*** Opening DOCUMENT EXTRACT ***

A Glut Of PhDs?

Articles like this don’t seem to take into account what the PhD is in. I think we could use more engineers and fewer “studies” majors, who probably comprise most of the PhDs serving coffee or dressing hair (not that we’re suffering a shortage of lawyers, either). But it’s all part of the (finally) popping higher-education bubble. I suspect that it’s really going to burst in the coming fiscal environment, and no doubt with much wailing and keening from the “liberal” education racket.

4 thoughts on “A Glut Of PhDs?”

  1. As a recovering engineer (astro), I recall a few PhD engineers in the aerospace biz I worked in…

    Generally, they were there as a marketing tool (and most of them were, indeed, tools – especially the ones who had been professors). To actually get things done? Keep it way away from the fuds…

  2. Even in engineering and sciences, the Ph.D. is primarily preparing individuals to teach and conduct research at a university or comparable facility (Federal lab, etc.). Useful, but not near-term relevant to industrial problems. (Long-term, this is how you get entirely new industries… like graphene processors.)

    For near-term results, we could use a bunch more MASTER’S degrees in EE, ME, AE, physics, chemistry, etc. And, if foreign nationals earn them, we should staple green cards to their diplomas.

  3. Maybe this should be considered more as a lack of demand rather than an over supply problem (well in the STEM fields at least).

    If an unskilled job can be done in China for one fifth the going rate in the US then that, for the most part, is how much a person in the US should be getting for doing the same job. Equal pay for equal work, the alternative is disastrous protectionism that brings everyone else in the US down, a US person does not deserve to get paid five times as much to do the same job, that is economic suicide (which the US seems to currently be committing). If the US wants to have a higher standard of living than China, then it is going to have to be based on more highly skilled higher paying jobs, hence it is perhaps sensible to push harder on the demand side of the higher education bubble and worry less about the supply side, though clearer market signals as to what pays are definitely needed.

    What clever economic model is the US going to demonstrate that warrants an average income many times higher than China?

    Also, I saw a recent article where 17% of people now living in the UK are expected to live to 100. People now live a lot longer and spending more time getting productively educated is perhaps warranted.

*** Closing DOCUMENT EXTRACT ***

TASK REQUIREMENTS:
In the post on PhDs, what does one commenter say should be stapled to the diplomas of foreign nationals who earn master's degrees? The items play no part in this work.

*** Opening RAW DATA ***

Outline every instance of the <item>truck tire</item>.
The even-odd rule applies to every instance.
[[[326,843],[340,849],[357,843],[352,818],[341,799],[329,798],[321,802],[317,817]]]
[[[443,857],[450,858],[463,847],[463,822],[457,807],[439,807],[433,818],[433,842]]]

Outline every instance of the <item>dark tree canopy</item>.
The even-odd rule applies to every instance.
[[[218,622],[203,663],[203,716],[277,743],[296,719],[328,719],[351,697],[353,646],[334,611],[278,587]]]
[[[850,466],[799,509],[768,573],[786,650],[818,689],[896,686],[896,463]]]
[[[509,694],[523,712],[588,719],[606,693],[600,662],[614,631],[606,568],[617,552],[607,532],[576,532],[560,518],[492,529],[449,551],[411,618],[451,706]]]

*** Closing RAW DATA ***

SOLUTION TO THIS PROBLEM:
Green cards.